TAREAS REQUERIDAS >>
1) Según el texto sobre el verano de 1985 en Mar del Plata, ¿por qué tuvieron que intervenir las autoridades de la provincia de Buenos Aires? Responde en una a tres oraciones.
2) Prolonga el texto sobre el verano de 1985 en Mar del Plata a partir de su última oración.

Verano del 85. Cuando las patotas atacaban a las vedettes en Mar del Plata
Corría enero de 1985. Se lo llamó el verano de las patotas. El mote, nada estimulante, respondía al accionar de grupos de muchachos que se dedicaban a asustar y acosar a las actrices cuando terminaban sus funciones y abandonaban las salas teatrales en Mar del Plata, y a sembrar el pánico entre los turistas que paseaban por las calles de la ciudad.
Las más afectadas eran las chicas jóvenes, de incipiente y gran fama, que trabajaban bajo las órdenes de Gerardo Sofovich. En su momento, muchos dudaron de la veracidad de los hechos. No faltó quien acusó al empresario de generar revuelo con gente contratada para promocionar sus espectáculos. Sin embargo, hasta las autoridades de la provincia de Buenos Aires tuvieron que intervenir para frenar el accionar delictivo y evitar que no mermase el caudal de turistas que había decidido veranear en la ciudad. Flaco favor le hacía a la publicidad de Mar del Plata, la información de patotas actuando impunemente y atacando a las actrices convirtiendo la calle en un espacio de barbarie.

EXTRACTOS DE DATOS >>
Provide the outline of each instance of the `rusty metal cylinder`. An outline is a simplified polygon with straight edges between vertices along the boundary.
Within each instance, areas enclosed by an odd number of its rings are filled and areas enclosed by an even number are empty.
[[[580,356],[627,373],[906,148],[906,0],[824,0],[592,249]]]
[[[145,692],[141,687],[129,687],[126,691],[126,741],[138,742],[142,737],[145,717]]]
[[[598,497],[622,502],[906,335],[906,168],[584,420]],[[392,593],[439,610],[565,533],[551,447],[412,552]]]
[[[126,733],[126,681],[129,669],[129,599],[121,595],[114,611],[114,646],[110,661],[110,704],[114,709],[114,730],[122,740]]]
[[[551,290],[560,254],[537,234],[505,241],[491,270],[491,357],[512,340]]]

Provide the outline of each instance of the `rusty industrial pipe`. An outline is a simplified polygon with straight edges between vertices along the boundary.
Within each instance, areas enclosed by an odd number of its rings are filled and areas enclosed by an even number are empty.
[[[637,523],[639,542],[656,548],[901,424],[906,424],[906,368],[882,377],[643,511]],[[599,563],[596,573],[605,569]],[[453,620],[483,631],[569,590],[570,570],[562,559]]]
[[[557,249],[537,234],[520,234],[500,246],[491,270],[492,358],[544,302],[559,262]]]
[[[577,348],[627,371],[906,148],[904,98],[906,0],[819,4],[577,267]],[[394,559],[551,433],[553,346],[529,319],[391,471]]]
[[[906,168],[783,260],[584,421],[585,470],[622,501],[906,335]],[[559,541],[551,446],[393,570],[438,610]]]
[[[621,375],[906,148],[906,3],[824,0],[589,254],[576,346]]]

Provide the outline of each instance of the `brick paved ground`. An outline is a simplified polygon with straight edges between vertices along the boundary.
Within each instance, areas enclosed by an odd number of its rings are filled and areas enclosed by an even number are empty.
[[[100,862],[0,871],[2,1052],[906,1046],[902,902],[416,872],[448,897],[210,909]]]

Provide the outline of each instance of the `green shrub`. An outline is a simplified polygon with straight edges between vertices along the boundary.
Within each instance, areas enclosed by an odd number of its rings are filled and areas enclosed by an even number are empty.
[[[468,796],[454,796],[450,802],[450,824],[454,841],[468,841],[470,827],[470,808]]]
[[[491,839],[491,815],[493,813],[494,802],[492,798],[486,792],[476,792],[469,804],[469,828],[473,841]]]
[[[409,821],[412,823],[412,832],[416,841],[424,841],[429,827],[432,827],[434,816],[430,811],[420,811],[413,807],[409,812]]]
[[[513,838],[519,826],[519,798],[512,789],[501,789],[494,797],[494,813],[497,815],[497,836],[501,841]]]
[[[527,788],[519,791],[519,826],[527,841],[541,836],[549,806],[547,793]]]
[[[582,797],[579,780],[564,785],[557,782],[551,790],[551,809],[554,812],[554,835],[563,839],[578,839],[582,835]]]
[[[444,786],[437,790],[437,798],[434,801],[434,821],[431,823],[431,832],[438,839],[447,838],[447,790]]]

RESPUESTAS POR TAREA >>
1) Las autoridades de la provincia de Buenos Aires intervinieron para frenar el accionar delictivo de las patotas y evitar que disminuyera el caudal de turistas que había elegido veranear en la ciudad. Las noticias sobre patotas que actuaban impunemente y atacaban a las actrices perjudicaban la publicidad de Mar del Plata.

2)
Aquel verano pasó a la historia y se sumó al listado de temporadas en las que la crónica policial se mezcló con el sol playero y los brillos del espectáculo. Los veranos también tienen ese tormentoso lado B. Aquel, no fue la excepción.
Las actrices, en la mira
Luego de un diciembre con buenos números, la industria del turismo comenzaba a vibrar con un enero que se mostraba auspicioso. Mar del Plata volvía a revalidar sus títulos con una temporada que, según todos los augurios, batiría récords. Se iniciaba un verano de esos en los que los teatros levantaban sus telones para ofrecer dos funciones diarias y, los viernes y sábados, una tercera en el horario de la trasnoche. Hoy, una modalidad extinguida. Aquellas eran épocas en las que los espectadores hacían fila desde la mañana temprano para no quedarse sin entradas para ver de cerca a sus celebridades sobre un escenario. Tiempos de vacas gordas.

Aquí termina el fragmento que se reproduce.